((

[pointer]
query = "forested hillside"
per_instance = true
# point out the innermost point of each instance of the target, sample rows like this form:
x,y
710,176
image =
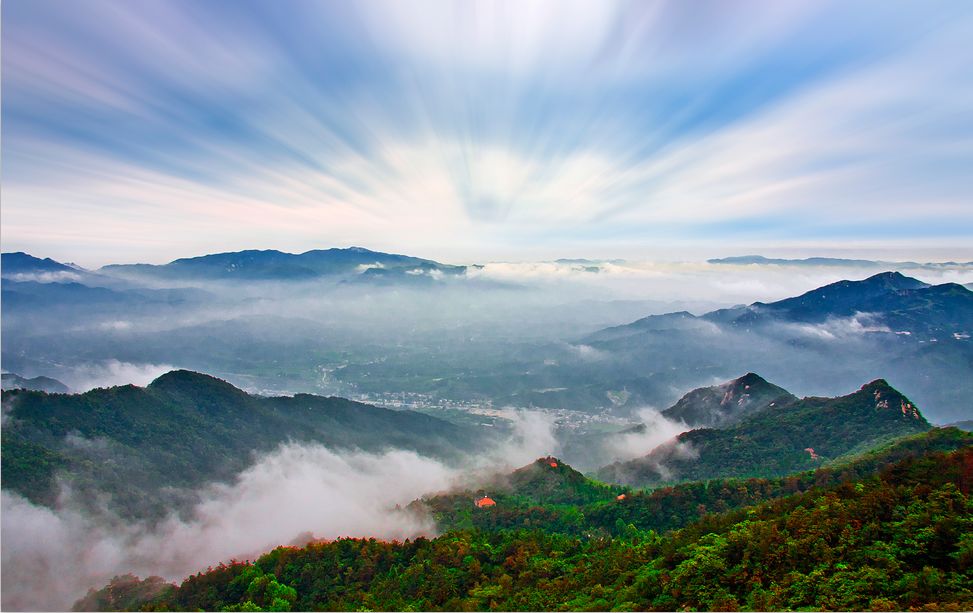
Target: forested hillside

))

§ Given problem: Put the rows into a JSON list of strings, one string per line, skipping blank lines and leaving the pictures out.

§ Exercise answer:
[
  "[pointer]",
  "query = \"forested hillside\"",
  "per_instance = true",
  "# point out the innermost point of each instance of the target, sample rows like this form:",
  "x,y",
  "710,176",
  "image =",
  "Target: forested hillside"
]